Transcribe the lines exactly, beginning with the one that contains "Please put a point on the girl's eyebrow" and ending with the final line of the records. Do not transcribe pictures.

* [Data rows]:
---+---

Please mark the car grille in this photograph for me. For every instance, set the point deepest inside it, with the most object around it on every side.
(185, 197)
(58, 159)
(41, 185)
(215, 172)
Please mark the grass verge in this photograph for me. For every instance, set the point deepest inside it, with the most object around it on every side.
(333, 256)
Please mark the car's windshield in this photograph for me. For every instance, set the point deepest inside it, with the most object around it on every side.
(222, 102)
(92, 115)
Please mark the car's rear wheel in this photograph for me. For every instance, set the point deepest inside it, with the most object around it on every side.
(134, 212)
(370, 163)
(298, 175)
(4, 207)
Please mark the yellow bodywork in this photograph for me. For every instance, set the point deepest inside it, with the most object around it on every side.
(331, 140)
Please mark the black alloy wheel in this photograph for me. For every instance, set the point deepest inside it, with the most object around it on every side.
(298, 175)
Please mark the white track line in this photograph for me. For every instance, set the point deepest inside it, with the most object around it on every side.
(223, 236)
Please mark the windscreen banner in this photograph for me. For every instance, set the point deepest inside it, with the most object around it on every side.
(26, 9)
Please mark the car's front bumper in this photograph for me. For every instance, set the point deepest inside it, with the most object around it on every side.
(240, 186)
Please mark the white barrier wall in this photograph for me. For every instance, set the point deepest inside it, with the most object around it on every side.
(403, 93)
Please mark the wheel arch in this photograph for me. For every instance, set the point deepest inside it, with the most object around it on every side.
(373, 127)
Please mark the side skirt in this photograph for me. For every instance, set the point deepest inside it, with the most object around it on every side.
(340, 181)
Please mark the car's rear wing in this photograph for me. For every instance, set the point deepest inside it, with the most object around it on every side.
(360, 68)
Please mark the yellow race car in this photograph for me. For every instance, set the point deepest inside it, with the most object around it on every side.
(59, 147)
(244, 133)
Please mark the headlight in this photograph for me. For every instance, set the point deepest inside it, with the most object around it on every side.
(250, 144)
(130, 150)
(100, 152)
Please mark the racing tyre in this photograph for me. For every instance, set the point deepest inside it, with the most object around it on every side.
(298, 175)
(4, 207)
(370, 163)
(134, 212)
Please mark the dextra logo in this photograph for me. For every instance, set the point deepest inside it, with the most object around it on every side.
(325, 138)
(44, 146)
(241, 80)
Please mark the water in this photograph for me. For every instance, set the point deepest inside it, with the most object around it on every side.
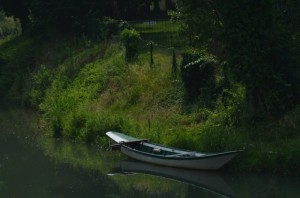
(35, 167)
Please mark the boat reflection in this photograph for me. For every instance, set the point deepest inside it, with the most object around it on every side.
(206, 180)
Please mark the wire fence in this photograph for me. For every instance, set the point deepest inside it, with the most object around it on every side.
(163, 33)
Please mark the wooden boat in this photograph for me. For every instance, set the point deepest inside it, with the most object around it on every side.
(143, 150)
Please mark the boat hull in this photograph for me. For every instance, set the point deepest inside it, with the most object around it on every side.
(208, 162)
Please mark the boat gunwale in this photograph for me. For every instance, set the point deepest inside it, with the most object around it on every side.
(166, 157)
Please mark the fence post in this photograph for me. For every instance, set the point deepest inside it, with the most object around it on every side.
(174, 63)
(151, 53)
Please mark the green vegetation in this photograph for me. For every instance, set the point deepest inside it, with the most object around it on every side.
(232, 92)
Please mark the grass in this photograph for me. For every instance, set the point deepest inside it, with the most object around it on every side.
(164, 33)
(88, 89)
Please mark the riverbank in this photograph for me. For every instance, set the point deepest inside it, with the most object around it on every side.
(84, 89)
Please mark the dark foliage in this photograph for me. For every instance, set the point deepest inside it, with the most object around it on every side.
(198, 76)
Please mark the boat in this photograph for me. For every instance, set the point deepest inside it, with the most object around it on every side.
(143, 150)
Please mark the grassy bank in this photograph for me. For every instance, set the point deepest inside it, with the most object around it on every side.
(83, 89)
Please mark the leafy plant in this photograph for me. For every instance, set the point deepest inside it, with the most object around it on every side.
(198, 75)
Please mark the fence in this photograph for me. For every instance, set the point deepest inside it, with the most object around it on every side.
(164, 33)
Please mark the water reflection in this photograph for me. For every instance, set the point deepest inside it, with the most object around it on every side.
(204, 180)
(44, 167)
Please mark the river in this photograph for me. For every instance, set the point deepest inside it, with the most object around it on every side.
(45, 167)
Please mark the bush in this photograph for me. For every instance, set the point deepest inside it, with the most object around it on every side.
(198, 75)
(130, 39)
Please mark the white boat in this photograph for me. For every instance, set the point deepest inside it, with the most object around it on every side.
(145, 151)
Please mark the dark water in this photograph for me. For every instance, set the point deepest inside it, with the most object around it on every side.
(34, 167)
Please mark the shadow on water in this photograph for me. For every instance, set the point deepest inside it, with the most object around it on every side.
(45, 167)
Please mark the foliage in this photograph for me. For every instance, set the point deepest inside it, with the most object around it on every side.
(41, 82)
(130, 39)
(266, 62)
(8, 26)
(261, 52)
(198, 75)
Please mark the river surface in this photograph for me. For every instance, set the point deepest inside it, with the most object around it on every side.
(45, 167)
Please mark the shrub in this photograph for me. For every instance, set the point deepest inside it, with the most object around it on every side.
(130, 39)
(197, 73)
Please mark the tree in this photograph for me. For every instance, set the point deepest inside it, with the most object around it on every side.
(258, 44)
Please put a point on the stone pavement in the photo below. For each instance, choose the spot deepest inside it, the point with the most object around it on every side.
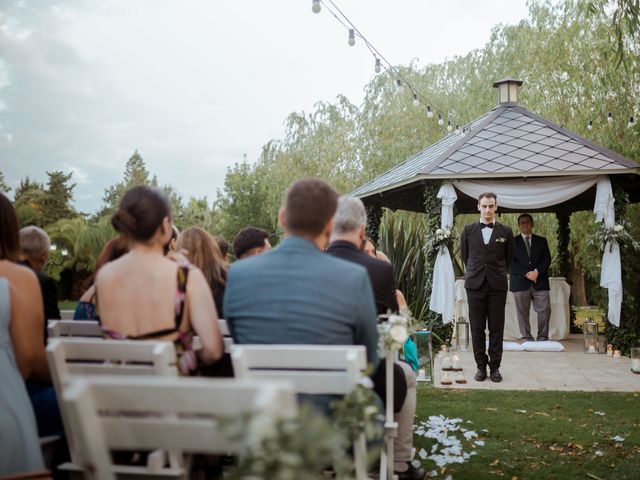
(570, 370)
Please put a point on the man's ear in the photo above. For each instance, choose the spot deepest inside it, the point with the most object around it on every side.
(281, 219)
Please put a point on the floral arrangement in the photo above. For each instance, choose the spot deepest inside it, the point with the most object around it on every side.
(618, 233)
(393, 331)
(440, 238)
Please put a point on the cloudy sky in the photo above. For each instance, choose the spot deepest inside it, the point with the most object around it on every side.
(195, 85)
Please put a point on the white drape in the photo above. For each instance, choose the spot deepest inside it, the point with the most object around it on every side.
(611, 271)
(528, 194)
(443, 290)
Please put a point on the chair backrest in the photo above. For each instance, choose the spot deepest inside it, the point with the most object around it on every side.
(313, 369)
(69, 357)
(176, 414)
(73, 328)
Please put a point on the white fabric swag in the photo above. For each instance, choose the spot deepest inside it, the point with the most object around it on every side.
(529, 194)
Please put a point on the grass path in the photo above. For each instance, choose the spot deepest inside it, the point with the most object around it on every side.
(539, 434)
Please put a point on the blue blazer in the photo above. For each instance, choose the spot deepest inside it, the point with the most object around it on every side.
(294, 294)
(521, 264)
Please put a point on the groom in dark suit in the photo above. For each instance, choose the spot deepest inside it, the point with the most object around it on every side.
(487, 249)
(529, 280)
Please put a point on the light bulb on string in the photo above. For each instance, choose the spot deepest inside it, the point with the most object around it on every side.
(352, 37)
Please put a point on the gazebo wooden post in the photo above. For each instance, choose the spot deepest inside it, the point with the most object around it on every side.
(564, 233)
(374, 216)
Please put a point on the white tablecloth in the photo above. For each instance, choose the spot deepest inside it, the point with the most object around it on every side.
(558, 324)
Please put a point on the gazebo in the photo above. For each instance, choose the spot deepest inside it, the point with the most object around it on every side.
(532, 164)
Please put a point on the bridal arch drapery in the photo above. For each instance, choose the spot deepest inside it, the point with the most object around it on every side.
(528, 194)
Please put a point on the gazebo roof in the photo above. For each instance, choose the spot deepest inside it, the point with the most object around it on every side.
(506, 142)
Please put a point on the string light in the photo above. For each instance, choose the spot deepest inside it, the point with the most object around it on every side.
(378, 67)
(352, 37)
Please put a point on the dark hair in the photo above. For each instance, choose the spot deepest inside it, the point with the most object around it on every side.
(247, 239)
(487, 195)
(203, 252)
(525, 215)
(141, 212)
(112, 250)
(223, 245)
(9, 238)
(309, 205)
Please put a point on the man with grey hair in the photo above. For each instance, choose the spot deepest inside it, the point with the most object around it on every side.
(347, 242)
(34, 248)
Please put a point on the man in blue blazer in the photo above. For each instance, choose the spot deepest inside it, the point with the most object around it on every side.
(294, 293)
(529, 280)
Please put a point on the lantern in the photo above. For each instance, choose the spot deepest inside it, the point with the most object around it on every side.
(590, 331)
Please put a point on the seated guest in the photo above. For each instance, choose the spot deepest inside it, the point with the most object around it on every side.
(86, 307)
(223, 245)
(250, 241)
(201, 250)
(348, 234)
(297, 295)
(144, 295)
(34, 253)
(21, 351)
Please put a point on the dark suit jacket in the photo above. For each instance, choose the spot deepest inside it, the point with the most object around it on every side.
(380, 272)
(491, 261)
(521, 264)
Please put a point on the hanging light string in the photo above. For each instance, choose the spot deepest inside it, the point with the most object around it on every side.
(382, 62)
(400, 80)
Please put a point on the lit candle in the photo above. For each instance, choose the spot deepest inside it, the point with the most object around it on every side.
(456, 363)
(446, 363)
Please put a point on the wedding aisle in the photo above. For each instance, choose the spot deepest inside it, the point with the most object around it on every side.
(570, 370)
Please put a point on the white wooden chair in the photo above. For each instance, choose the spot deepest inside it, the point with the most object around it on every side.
(313, 369)
(176, 414)
(70, 357)
(73, 328)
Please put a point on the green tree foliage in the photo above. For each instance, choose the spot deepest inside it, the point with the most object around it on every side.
(4, 186)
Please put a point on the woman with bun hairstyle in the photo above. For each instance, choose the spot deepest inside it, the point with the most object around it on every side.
(144, 295)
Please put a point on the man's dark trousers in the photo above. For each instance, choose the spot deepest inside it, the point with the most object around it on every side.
(481, 301)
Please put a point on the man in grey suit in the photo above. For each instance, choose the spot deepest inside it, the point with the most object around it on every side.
(529, 280)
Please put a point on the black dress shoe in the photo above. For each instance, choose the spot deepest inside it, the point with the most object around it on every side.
(411, 473)
(481, 375)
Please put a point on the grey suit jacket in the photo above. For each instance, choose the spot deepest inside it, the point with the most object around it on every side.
(296, 295)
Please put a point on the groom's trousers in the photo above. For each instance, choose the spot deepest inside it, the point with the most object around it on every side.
(486, 307)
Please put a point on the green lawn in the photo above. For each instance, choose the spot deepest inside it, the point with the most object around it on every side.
(556, 438)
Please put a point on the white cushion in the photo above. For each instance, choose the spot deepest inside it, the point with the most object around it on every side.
(546, 346)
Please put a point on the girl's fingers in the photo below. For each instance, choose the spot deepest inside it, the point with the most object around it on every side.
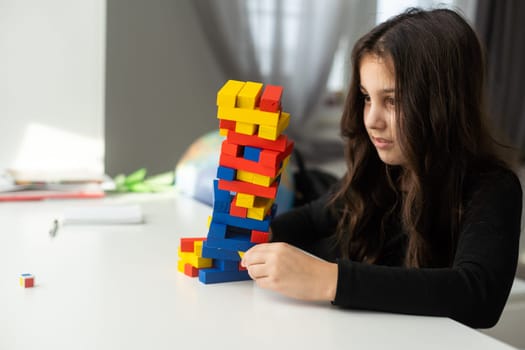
(257, 271)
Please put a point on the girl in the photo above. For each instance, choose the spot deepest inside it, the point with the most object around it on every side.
(426, 220)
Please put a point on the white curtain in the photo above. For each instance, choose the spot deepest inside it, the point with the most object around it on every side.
(284, 42)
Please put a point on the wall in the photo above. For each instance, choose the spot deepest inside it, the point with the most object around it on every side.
(161, 84)
(52, 83)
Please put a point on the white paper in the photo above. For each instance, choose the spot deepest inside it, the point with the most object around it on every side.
(107, 214)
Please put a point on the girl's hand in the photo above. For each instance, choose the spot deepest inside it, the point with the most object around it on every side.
(289, 271)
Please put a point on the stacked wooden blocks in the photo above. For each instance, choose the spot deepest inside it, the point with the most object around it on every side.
(253, 156)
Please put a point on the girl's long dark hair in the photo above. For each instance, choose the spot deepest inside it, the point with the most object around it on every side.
(439, 88)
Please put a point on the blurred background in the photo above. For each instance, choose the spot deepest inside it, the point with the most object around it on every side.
(107, 87)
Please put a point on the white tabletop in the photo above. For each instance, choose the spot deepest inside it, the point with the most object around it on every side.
(117, 287)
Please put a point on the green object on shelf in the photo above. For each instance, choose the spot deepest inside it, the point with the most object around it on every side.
(138, 182)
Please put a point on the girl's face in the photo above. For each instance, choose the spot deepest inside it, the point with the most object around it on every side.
(378, 89)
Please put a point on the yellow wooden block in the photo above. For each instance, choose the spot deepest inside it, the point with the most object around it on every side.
(249, 95)
(197, 248)
(285, 163)
(180, 266)
(245, 128)
(263, 180)
(194, 260)
(272, 133)
(245, 176)
(227, 95)
(253, 116)
(245, 200)
(260, 208)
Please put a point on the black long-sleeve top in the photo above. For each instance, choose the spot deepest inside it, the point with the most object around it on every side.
(473, 290)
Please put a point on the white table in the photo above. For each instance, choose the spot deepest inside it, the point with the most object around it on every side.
(117, 287)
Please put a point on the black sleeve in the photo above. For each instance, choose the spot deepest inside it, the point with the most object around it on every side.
(474, 290)
(305, 225)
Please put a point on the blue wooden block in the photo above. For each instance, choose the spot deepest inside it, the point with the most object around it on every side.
(220, 195)
(221, 207)
(232, 244)
(219, 253)
(217, 231)
(251, 224)
(226, 265)
(226, 173)
(252, 153)
(215, 275)
(232, 231)
(273, 210)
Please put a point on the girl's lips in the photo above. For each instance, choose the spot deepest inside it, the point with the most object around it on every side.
(382, 143)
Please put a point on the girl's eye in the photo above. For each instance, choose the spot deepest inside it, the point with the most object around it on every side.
(390, 101)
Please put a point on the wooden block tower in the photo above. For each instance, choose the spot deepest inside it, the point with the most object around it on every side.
(253, 156)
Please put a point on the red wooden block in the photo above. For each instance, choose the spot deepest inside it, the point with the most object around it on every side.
(237, 211)
(231, 149)
(227, 124)
(259, 237)
(271, 98)
(245, 187)
(256, 141)
(190, 270)
(247, 165)
(186, 244)
(270, 158)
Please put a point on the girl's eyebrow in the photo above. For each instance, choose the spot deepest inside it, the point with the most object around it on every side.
(386, 91)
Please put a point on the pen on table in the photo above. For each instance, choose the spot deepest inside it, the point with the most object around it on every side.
(54, 227)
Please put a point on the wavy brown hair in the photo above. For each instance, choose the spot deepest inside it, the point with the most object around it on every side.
(439, 88)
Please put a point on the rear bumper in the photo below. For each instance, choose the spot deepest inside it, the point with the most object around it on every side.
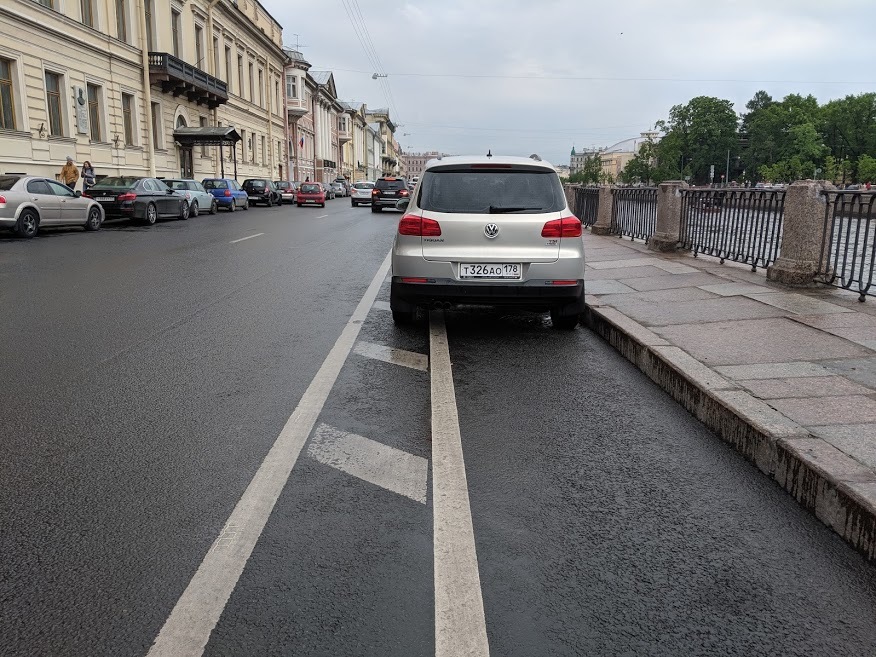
(531, 295)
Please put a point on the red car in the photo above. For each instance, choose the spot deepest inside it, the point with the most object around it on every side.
(311, 193)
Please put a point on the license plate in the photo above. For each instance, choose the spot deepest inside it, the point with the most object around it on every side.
(493, 270)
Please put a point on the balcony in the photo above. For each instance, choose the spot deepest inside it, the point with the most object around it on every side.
(181, 79)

---+---

* [Answer to the problem]:
Please put a point on the girl's eyebrow in the photo above. For each instance, choose the spot deepest inside it, the point with the most object around it on every side.
(386, 91)
Please put a point on the pen on table in the photo above. For each instance, choose the spot deepest inside it, the point with the most object around it on every side.
(54, 227)
Please put a point on the wavy brown hair in the photo above. For each instance, choose the spot deepest inside it, the point with the most object around it on every side.
(439, 88)
Please put a point on the rear bumper in the photo below. For each instance, choose the spot deepest inside it, the point with the most object around it on every side.
(531, 295)
Please put a point on the red car in the photo above. For each instance, choose the spot deepest inside it, the point with the most object around it on every side.
(311, 193)
Please put a point on the license plate in the photo above. For each instance, choose the spot deepest inside it, the point with the most object around it on every side.
(493, 270)
Please put a point on the balcony in the photo above. For each instance, choose the spot deepest inside it, the point with the most object around it on every side.
(181, 79)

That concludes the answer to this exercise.